> Source data:
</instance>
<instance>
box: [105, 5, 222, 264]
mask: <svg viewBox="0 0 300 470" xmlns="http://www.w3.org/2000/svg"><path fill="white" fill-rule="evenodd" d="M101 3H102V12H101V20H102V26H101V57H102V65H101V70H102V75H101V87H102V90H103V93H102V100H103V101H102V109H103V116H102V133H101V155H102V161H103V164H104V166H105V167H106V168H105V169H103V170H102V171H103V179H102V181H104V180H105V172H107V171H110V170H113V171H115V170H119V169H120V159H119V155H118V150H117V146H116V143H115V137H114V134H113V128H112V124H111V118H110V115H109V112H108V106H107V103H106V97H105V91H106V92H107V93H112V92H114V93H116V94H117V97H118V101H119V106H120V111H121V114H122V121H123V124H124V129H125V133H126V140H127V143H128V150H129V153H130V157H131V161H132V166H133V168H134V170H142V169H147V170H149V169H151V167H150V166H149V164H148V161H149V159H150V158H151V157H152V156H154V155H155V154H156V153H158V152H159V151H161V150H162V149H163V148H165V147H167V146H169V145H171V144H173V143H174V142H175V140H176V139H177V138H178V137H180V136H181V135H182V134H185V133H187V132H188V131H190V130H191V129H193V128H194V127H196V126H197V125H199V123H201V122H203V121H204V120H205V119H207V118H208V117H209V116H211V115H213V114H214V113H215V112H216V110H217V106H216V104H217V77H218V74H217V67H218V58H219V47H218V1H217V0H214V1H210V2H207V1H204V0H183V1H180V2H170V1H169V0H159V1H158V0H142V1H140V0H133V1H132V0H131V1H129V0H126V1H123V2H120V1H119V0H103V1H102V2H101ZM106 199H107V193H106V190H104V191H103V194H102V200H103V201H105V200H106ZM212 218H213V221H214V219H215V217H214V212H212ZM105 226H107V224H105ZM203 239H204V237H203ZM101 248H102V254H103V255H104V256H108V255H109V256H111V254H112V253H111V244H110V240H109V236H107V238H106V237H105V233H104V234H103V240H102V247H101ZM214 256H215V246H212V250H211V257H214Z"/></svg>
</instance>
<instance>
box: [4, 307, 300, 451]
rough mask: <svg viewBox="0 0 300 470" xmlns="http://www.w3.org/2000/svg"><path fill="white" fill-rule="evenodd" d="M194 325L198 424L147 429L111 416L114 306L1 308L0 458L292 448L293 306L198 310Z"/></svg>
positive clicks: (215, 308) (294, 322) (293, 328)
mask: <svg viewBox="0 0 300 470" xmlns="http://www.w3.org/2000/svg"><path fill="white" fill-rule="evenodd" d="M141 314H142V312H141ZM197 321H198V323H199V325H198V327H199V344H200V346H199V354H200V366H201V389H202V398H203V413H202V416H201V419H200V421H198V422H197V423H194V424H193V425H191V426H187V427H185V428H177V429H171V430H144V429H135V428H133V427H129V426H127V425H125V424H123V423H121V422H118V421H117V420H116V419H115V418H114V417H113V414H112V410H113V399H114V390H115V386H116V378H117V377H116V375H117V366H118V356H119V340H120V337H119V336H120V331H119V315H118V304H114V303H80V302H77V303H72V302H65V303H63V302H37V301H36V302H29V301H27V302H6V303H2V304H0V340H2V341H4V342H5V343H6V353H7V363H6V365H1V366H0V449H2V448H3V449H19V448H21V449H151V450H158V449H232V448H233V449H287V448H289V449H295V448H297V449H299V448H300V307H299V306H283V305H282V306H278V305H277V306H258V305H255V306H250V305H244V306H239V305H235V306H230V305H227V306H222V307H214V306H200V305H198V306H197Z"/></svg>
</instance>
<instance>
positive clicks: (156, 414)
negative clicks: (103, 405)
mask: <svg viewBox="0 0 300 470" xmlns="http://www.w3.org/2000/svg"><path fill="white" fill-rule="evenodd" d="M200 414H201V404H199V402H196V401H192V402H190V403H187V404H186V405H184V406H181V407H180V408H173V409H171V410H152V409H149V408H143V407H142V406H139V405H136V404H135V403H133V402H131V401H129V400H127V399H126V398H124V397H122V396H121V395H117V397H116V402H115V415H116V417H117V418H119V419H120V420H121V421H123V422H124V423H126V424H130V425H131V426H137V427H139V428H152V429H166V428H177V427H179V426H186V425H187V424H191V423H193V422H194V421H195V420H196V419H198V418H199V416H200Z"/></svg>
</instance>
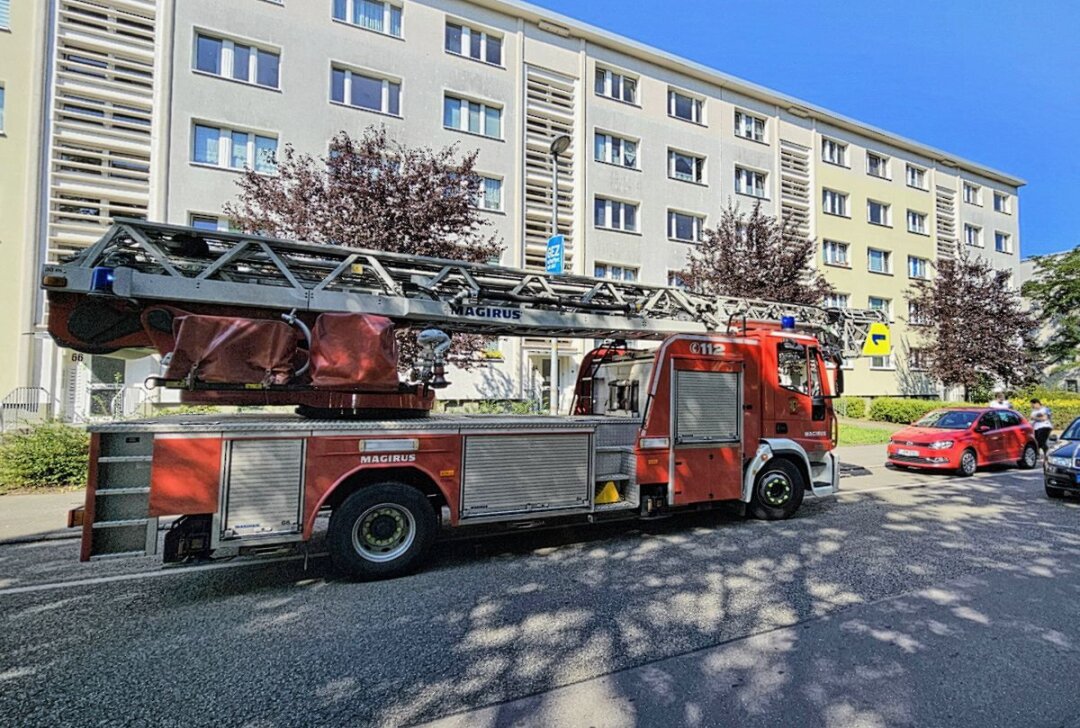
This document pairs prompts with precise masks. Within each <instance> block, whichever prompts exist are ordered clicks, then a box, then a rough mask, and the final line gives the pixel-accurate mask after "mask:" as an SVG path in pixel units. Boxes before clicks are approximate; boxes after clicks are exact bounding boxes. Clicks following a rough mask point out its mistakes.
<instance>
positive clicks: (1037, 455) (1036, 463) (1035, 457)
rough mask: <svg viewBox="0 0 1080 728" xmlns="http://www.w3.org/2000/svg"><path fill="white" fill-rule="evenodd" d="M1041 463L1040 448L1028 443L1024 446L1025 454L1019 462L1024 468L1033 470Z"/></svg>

> Instructions for the task:
Print out the complete listing above exactly, dropping each image.

> Answer for the task:
</instance>
<instance>
box: [105, 5, 222, 264]
mask: <svg viewBox="0 0 300 470" xmlns="http://www.w3.org/2000/svg"><path fill="white" fill-rule="evenodd" d="M101 3H102V12H101V20H102V26H101V57H102V65H101V70H102V75H101V87H102V90H103V93H102V100H103V101H102V109H103V116H102V133H101V155H102V161H103V164H104V166H105V167H106V168H105V169H103V170H102V171H103V179H102V181H104V180H105V172H107V171H110V170H113V171H115V170H119V169H120V159H119V155H118V150H117V146H116V143H115V137H114V134H113V128H112V124H111V118H110V115H109V112H108V106H107V103H106V97H105V91H106V92H107V93H112V92H114V93H116V94H117V97H118V101H119V106H120V111H121V114H122V121H123V124H124V129H125V133H126V140H127V143H128V150H129V153H130V157H131V161H132V166H133V168H134V170H142V169H147V170H149V169H151V167H150V166H149V164H148V161H149V159H150V158H151V157H152V156H154V155H155V154H156V153H158V152H159V151H161V150H162V149H163V148H165V147H167V146H169V145H171V144H173V143H174V142H175V140H176V139H177V138H178V137H180V136H181V135H182V134H185V133H187V132H188V131H190V130H191V129H193V128H194V127H196V126H197V125H199V123H201V122H203V121H204V120H205V119H207V118H208V117H209V116H211V115H213V114H214V113H215V112H216V110H217V106H216V104H217V77H218V74H217V67H218V58H219V47H218V1H217V0H214V1H210V2H207V1H204V0H183V1H180V2H170V1H169V0H159V1H158V0H142V1H140V0H133V1H132V0H131V1H129V0H126V1H123V2H120V1H119V0H103V1H102V2H101ZM106 199H107V193H106V190H104V191H103V194H102V200H103V201H105V200H106ZM212 218H213V221H214V219H215V217H214V212H212ZM105 226H107V224H105ZM203 239H204V237H203ZM101 248H102V254H103V255H104V256H108V255H109V256H111V254H112V253H111V244H110V240H109V236H107V238H106V237H105V233H104V234H103V240H102V247H101ZM214 256H215V246H212V250H211V257H214Z"/></svg>
</instance>
<instance>
box: [4, 307, 300, 451]
rough mask: <svg viewBox="0 0 300 470" xmlns="http://www.w3.org/2000/svg"><path fill="white" fill-rule="evenodd" d="M194 325L198 424L147 429L111 416L114 306L1 308L0 458L292 448L293 306L198 310Z"/></svg>
positive clicks: (215, 308) (294, 322) (293, 328)
mask: <svg viewBox="0 0 300 470" xmlns="http://www.w3.org/2000/svg"><path fill="white" fill-rule="evenodd" d="M141 314H142V312H141ZM197 321H198V323H199V325H198V327H199V344H200V346H199V354H200V366H201V389H202V398H203V413H202V416H201V419H200V421H198V422H197V423H194V424H193V425H191V426H187V427H185V428H177V429H171V430H144V429H135V428H133V427H129V426H127V425H125V424H123V423H121V422H118V421H117V420H116V419H115V418H114V417H113V414H112V410H113V399H114V390H115V386H116V378H117V377H116V375H117V366H118V356H119V340H120V337H119V336H120V331H119V315H118V304H114V303H80V302H77V303H72V302H65V303H63V302H37V301H36V302H29V301H27V302H6V303H2V304H0V340H2V341H4V342H5V343H6V353H7V363H6V365H1V366H0V449H2V448H3V449H19V448H21V449H151V450H158V449H232V448H233V449H287V448H289V449H295V448H297V449H299V448H300V307H299V306H283V305H282V306H278V305H277V306H258V305H255V306H250V305H244V306H239V305H235V306H230V305H227V306H222V307H214V306H200V305H198V306H197Z"/></svg>
</instance>
<instance>
positive clicks: (156, 414)
negative clicks: (103, 405)
mask: <svg viewBox="0 0 300 470" xmlns="http://www.w3.org/2000/svg"><path fill="white" fill-rule="evenodd" d="M200 414H201V404H199V402H196V401H192V402H190V403H187V404H186V405H184V406H181V407H180V408H173V409H171V410H152V409H149V408H143V407H142V406H139V405H136V404H135V403H133V402H131V401H129V400H127V399H126V398H124V397H122V396H121V395H117V397H116V402H115V415H116V417H117V418H119V419H120V420H121V421H123V422H124V423H126V424H130V425H131V426H137V427H139V428H152V429H166V428H177V427H179V426H186V425H187V424H191V423H193V422H194V421H195V420H196V419H198V418H199V416H200Z"/></svg>
</instance>
This document pairs prompts with precise masks. Within each <instance> block, whichever prompts exist are ordered clicks, then a box, then a rough mask, and the final line gives the pixel-accurate mask after "mask:" as an SVG path in pixel units. Boxes before clicks are approximate; boxes after clicks are exact bounding boxes. Clicks following a rough mask point out its mistakes.
<instance>
positive clicks: (1037, 455) (1036, 463) (1035, 457)
rough mask: <svg viewBox="0 0 1080 728" xmlns="http://www.w3.org/2000/svg"><path fill="white" fill-rule="evenodd" d="M1041 463L1040 448L1028 443L1024 446L1025 454L1019 462L1024 468L1033 470Z"/></svg>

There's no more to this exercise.